[Te bestuderen tekst]

--------------------

Voorste vogel vliegt het best
Ooievaars die vooraan in een zwerm vliegen, maken optimaal gebruik van de thermiek. Ze flapperen ook minder met hun vleugels en vliegen dus energieefficiënter. Eenmaal in een thermiekbel cirkelen ze naar grotere hoogten dan de achterliggers, en ze kunnen daardoor langer profiteren van de daaropvolgende glijvlucht. De minder ervaren vliegers cirkelen naar minder grote hoogten en zweven dan hun voorganger achterna, om op die manier niet te ver achterop te raken. Daardoor profiteren ze minder lang van de warme, opstijgende lucht, en zijn ze dus relatief veel energie kwijt met vliegen, schrijven Duitse biologen in Science.
Daar staat tegenover dat ze het wel makkelijker hebben tijdens het cirkelen: leidende vogels vertoonden onregelmatiger cirkelgedrag dan volgende ooievaars, omdat ze meer tijd moeten besteden aan het zoeken naar de optimale route. De volgvogels kunnen die route vervolgens kopiëren.

--------------------

[Opgeslagen gegevens]
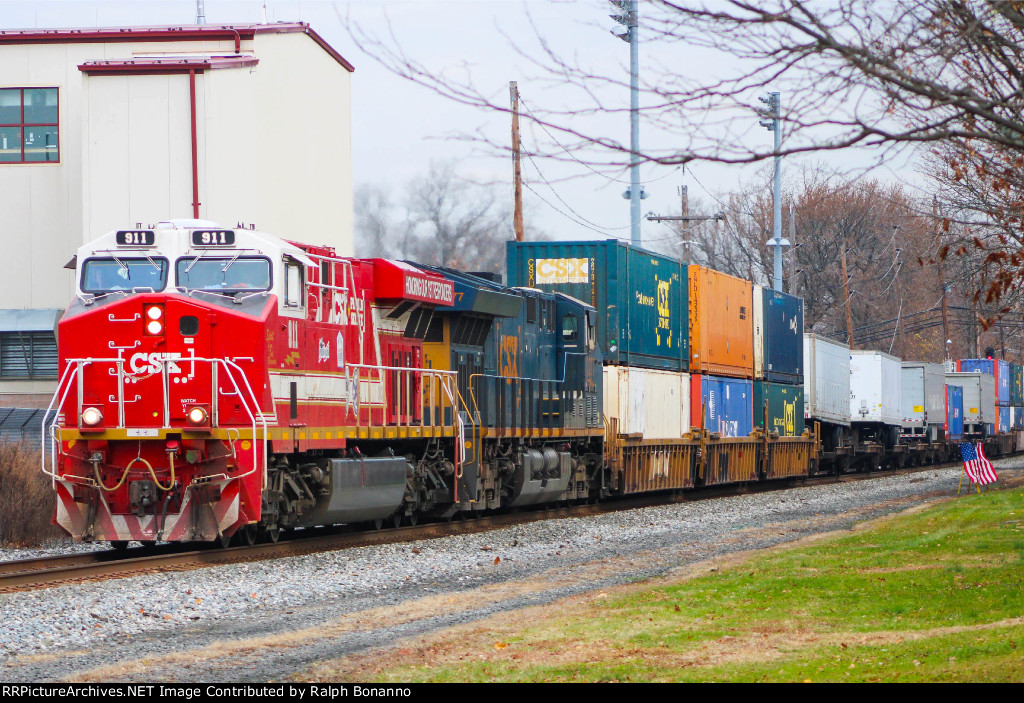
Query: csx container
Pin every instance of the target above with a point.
(1016, 385)
(727, 404)
(954, 412)
(979, 400)
(778, 336)
(875, 388)
(721, 323)
(826, 380)
(647, 403)
(641, 297)
(997, 368)
(923, 398)
(783, 405)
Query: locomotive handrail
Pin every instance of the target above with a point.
(74, 370)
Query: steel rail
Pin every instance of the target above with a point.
(53, 571)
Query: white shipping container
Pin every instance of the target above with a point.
(923, 394)
(875, 387)
(826, 380)
(647, 402)
(979, 396)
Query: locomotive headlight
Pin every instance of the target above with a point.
(91, 416)
(197, 415)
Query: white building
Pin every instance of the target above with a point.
(113, 128)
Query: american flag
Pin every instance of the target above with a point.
(978, 469)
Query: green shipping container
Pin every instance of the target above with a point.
(1016, 385)
(642, 299)
(785, 407)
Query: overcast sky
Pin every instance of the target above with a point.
(399, 127)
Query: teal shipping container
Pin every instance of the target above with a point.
(784, 407)
(642, 298)
(1016, 385)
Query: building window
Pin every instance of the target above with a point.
(29, 125)
(28, 355)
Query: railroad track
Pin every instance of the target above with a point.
(52, 571)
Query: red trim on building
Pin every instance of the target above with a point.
(235, 33)
(166, 66)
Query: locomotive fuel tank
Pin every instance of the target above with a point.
(540, 476)
(356, 490)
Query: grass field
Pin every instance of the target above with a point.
(935, 596)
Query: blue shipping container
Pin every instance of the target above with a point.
(996, 367)
(728, 404)
(954, 412)
(641, 298)
(778, 335)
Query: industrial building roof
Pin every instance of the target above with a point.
(166, 34)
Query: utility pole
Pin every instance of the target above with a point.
(516, 163)
(846, 292)
(773, 123)
(942, 281)
(628, 17)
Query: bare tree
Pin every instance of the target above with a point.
(443, 219)
(855, 74)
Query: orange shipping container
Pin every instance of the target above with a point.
(721, 323)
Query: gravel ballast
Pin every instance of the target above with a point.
(122, 620)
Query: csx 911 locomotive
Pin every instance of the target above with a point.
(224, 383)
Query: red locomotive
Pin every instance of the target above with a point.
(218, 382)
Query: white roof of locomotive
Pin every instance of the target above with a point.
(173, 242)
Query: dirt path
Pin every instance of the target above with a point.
(413, 628)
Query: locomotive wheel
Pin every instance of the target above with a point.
(273, 533)
(249, 533)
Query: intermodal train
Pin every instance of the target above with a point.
(223, 384)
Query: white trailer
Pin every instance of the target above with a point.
(826, 380)
(875, 388)
(924, 400)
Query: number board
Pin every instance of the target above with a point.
(213, 237)
(136, 237)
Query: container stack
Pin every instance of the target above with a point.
(999, 370)
(778, 362)
(1016, 397)
(923, 400)
(721, 323)
(642, 308)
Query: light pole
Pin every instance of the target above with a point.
(772, 122)
(628, 18)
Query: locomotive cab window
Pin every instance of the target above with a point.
(123, 273)
(224, 274)
(294, 296)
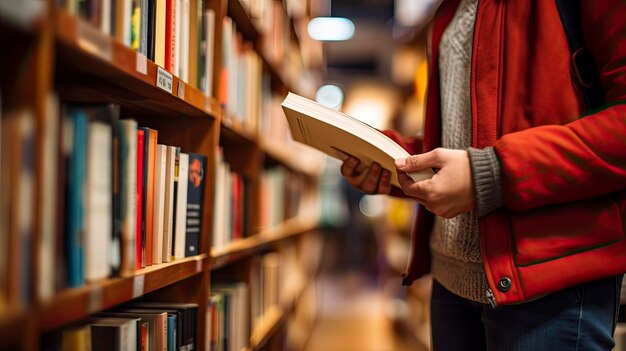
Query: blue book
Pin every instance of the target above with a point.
(171, 332)
(195, 203)
(77, 126)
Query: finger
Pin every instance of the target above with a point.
(432, 159)
(415, 189)
(348, 168)
(384, 186)
(370, 183)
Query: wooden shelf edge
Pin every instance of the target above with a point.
(243, 248)
(283, 154)
(267, 327)
(74, 304)
(82, 37)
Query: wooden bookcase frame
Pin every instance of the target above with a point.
(62, 54)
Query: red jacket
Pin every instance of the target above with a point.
(563, 177)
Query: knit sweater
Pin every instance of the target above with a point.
(455, 245)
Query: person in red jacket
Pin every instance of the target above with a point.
(523, 225)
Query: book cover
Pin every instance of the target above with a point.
(169, 205)
(341, 136)
(195, 10)
(151, 28)
(186, 322)
(140, 227)
(98, 209)
(180, 218)
(159, 203)
(49, 197)
(195, 203)
(127, 154)
(110, 333)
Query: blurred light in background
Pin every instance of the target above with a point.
(330, 95)
(331, 28)
(373, 104)
(409, 13)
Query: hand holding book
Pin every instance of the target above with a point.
(449, 192)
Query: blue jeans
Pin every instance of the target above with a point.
(578, 318)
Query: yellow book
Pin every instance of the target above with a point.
(159, 37)
(341, 136)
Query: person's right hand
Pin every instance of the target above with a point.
(373, 180)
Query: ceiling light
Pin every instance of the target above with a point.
(331, 28)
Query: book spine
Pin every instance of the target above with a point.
(195, 205)
(128, 193)
(169, 206)
(75, 213)
(99, 206)
(159, 204)
(181, 206)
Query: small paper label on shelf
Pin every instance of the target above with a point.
(142, 64)
(92, 40)
(164, 80)
(138, 285)
(181, 90)
(95, 299)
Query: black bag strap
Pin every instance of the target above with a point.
(583, 67)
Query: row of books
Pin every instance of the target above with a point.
(240, 76)
(138, 326)
(232, 197)
(236, 309)
(178, 35)
(110, 199)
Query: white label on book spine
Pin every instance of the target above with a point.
(138, 285)
(181, 90)
(95, 299)
(142, 64)
(164, 80)
(92, 40)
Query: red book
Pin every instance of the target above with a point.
(140, 260)
(170, 34)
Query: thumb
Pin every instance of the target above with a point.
(414, 163)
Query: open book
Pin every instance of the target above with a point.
(341, 136)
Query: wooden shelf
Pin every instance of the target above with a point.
(281, 153)
(243, 248)
(123, 76)
(75, 304)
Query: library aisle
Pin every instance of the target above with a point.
(353, 317)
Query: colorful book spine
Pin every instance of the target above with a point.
(76, 125)
(140, 231)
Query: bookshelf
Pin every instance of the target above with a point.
(57, 54)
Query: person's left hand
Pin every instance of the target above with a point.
(449, 192)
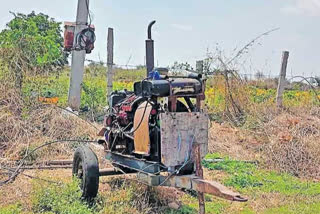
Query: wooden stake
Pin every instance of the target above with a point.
(199, 173)
(110, 63)
(78, 58)
(282, 78)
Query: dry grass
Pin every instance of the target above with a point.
(294, 143)
(24, 127)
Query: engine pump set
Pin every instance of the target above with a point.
(159, 131)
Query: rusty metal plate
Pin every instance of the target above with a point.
(179, 131)
(141, 135)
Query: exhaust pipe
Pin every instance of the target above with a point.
(150, 50)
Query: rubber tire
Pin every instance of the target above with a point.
(90, 171)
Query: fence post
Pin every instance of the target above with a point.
(78, 58)
(110, 63)
(199, 67)
(282, 78)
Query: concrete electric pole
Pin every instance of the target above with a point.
(78, 57)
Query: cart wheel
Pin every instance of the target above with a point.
(86, 168)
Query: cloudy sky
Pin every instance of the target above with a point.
(186, 29)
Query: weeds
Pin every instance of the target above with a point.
(58, 199)
(248, 177)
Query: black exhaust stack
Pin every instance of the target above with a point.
(150, 50)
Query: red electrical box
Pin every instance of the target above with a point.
(69, 29)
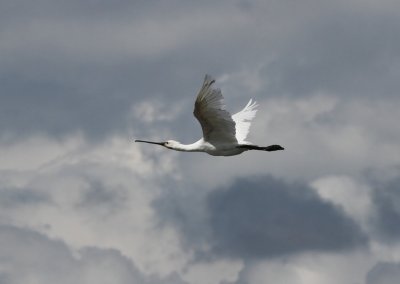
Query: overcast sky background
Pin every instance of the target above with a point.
(81, 203)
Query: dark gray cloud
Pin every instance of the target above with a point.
(28, 256)
(386, 220)
(81, 66)
(258, 218)
(384, 273)
(266, 217)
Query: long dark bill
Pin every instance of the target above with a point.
(150, 142)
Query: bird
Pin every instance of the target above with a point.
(223, 134)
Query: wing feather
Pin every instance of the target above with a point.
(209, 109)
(243, 119)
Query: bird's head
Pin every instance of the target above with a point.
(171, 144)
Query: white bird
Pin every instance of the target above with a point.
(223, 134)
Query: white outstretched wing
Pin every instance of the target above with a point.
(209, 109)
(243, 121)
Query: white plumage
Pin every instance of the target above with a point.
(223, 134)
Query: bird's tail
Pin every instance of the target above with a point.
(262, 148)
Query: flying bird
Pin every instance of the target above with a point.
(223, 134)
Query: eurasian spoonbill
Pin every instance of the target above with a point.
(223, 134)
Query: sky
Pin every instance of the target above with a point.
(81, 203)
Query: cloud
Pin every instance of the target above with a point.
(384, 273)
(259, 218)
(386, 220)
(265, 218)
(30, 257)
(82, 67)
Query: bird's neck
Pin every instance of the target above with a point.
(194, 147)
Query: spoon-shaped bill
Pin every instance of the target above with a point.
(151, 142)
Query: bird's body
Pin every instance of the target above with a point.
(223, 134)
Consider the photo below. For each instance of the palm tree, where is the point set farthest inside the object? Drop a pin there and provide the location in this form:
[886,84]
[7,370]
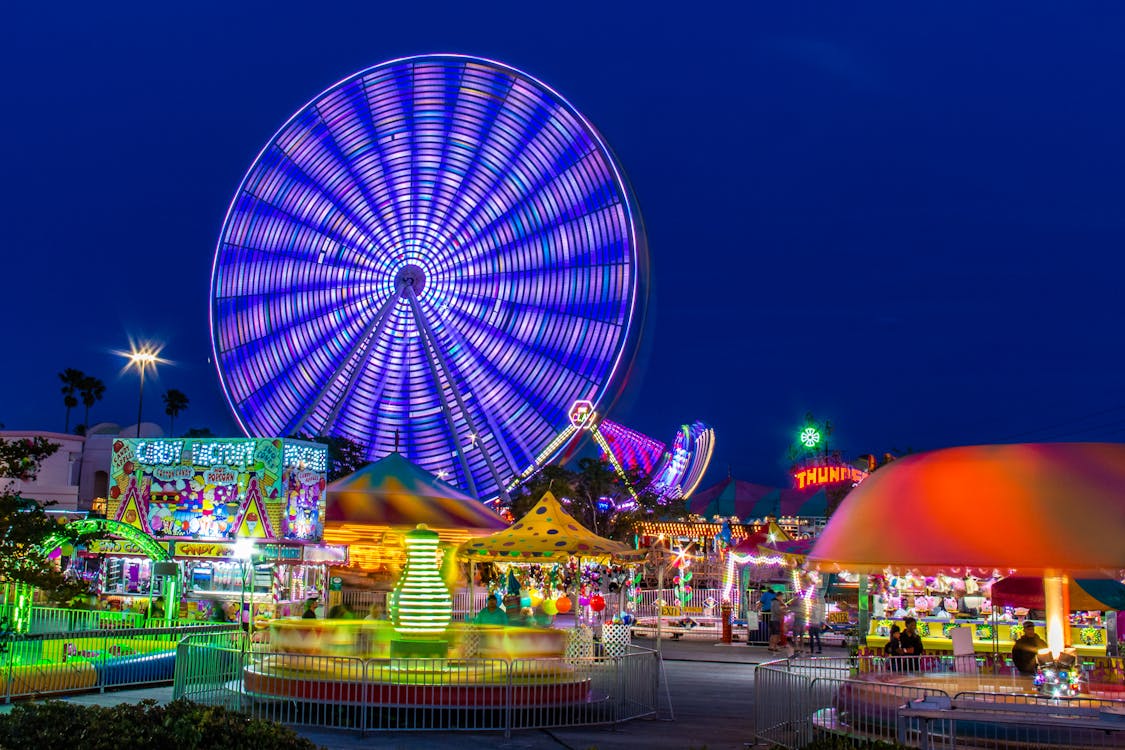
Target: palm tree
[91,389]
[174,401]
[72,380]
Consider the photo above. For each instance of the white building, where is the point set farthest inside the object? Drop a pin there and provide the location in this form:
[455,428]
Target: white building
[79,470]
[59,473]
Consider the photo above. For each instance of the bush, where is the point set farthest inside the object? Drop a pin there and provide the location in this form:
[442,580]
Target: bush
[178,725]
[843,742]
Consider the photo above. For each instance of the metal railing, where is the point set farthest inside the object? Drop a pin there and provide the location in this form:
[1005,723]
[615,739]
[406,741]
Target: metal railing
[349,693]
[465,605]
[61,620]
[1004,724]
[708,598]
[865,698]
[34,665]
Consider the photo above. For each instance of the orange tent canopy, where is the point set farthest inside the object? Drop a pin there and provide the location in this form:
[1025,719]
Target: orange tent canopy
[1029,508]
[393,491]
[546,533]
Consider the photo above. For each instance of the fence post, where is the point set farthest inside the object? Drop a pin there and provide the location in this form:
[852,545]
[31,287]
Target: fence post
[11,659]
[507,701]
[101,656]
[181,668]
[365,703]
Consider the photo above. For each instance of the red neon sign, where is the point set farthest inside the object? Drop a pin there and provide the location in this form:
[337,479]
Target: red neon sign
[817,476]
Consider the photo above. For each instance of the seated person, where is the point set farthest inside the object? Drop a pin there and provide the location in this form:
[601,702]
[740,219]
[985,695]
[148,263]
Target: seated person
[893,647]
[1025,650]
[491,615]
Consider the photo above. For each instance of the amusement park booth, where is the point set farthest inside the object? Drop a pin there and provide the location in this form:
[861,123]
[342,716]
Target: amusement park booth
[241,517]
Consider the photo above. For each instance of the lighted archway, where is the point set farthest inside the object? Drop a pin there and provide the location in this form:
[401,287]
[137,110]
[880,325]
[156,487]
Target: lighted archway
[147,544]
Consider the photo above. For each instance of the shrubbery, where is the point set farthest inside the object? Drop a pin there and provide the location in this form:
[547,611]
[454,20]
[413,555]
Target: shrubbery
[178,725]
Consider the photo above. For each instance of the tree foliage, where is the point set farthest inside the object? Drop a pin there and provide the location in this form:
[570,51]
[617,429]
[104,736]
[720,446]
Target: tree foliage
[25,524]
[71,380]
[91,389]
[174,401]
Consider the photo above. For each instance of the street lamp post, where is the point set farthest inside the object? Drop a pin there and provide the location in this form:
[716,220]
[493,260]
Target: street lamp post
[142,359]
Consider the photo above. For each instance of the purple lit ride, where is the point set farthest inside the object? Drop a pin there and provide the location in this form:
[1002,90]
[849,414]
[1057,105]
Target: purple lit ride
[437,255]
[669,471]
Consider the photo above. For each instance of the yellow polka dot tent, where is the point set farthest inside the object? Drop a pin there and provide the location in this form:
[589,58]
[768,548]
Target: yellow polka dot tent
[546,534]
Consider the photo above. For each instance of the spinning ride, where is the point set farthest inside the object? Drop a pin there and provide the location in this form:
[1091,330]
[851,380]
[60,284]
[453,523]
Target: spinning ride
[437,255]
[669,471]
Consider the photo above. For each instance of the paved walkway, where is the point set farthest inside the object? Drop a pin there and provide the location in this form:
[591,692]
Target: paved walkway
[711,688]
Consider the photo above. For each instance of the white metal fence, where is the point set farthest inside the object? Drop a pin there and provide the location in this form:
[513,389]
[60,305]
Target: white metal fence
[465,605]
[60,620]
[862,699]
[365,695]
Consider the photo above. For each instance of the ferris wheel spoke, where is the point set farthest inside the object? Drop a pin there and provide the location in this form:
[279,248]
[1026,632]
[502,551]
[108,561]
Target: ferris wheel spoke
[345,116]
[278,206]
[428,333]
[438,380]
[353,364]
[564,332]
[482,180]
[386,162]
[567,187]
[593,240]
[456,351]
[529,376]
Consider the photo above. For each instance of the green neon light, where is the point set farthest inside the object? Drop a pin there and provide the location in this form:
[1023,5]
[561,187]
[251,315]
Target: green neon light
[147,544]
[424,605]
[810,436]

--------------------

[Opdrachten]
a: Leg in één tot drie zinnen uit waarom leidende vogels volgens de tekst over ooievaars in een zwerm onregelmatiger cirkelgedrag vertonen dan de volgende ooievaars.
b: Zet de tekst over ooievaars in een zwerm voort na de laatste zin.
De lijst heb je voor deze opdrachten niet nodig.

[Antwoorden per opdracht]
a: Leidende vogels moeten meer tijd besteden aan het zoeken naar de optimale route. Daardoor cirkelen ze onregelmatiger dan de volgende ooievaars, die die route vervolgens kunnen kopiëren.

b:
De onderzoekers voorzagen 27 jonge ooievaars van gpszenders en volgden ze vijf dagen over een afstand van pakweg duizend kilometer. Op die manier wilden ze achterhalen of de individuele vogels gezamenlijk thermiekbellen opsporen, waar ze met de warme lucht kunnen opstijgen en vervolgens lange glijvluchten kunnen maken zonder veel energie te gebruiken. Dat blijkt niet het geval: de voorop vliegende vogel zoekt de bel, de rest van de vogels volgt.
Uiteindelijk migreren de voorste ooievaars over een langere afstand dan hun volgers, schrijven de onderzoekers: al door op de eerste dag van de migratie een paar minuten naar het vlieggedrag van de vogels te kijken, is te voorspellen welke individuen het verst zullen vliegen.